● **TASK DIRECTIONS**
Write out the stretch of the material from the line containing "Target: white t-shirt" through the end of the material, replacing "alpine meadow" with "mountain meadow" and changing nothing else.

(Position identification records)
"""

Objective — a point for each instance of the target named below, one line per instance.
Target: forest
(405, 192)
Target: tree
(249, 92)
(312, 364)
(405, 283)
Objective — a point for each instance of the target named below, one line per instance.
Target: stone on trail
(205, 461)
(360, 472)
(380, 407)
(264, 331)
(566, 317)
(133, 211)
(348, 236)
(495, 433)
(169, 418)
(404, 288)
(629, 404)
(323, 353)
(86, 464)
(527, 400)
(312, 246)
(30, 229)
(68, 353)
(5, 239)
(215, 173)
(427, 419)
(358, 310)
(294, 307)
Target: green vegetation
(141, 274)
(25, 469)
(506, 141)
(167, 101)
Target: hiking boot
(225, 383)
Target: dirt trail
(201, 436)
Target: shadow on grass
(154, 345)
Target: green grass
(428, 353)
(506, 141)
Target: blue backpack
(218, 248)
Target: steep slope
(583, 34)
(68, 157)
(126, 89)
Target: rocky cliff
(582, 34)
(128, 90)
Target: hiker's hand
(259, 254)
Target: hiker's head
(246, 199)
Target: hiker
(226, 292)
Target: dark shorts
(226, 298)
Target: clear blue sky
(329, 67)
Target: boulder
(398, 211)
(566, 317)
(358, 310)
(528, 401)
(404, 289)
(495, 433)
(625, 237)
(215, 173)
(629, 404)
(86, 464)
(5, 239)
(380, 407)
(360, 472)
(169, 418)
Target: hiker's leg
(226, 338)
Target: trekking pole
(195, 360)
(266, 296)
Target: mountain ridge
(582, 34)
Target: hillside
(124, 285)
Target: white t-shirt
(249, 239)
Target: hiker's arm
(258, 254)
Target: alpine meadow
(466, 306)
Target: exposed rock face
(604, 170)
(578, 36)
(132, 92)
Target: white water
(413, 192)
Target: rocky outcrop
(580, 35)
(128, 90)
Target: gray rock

"""

● **IN RESPONSE**
Target: white t-shirt
(249, 239)
Target: hiker's arm
(258, 254)
Target: mountain meadow
(466, 306)
Target: exposed rock face
(604, 170)
(578, 36)
(132, 92)
Target: white water
(413, 192)
Target: rocky outcrop
(580, 35)
(128, 90)
Target: gray rock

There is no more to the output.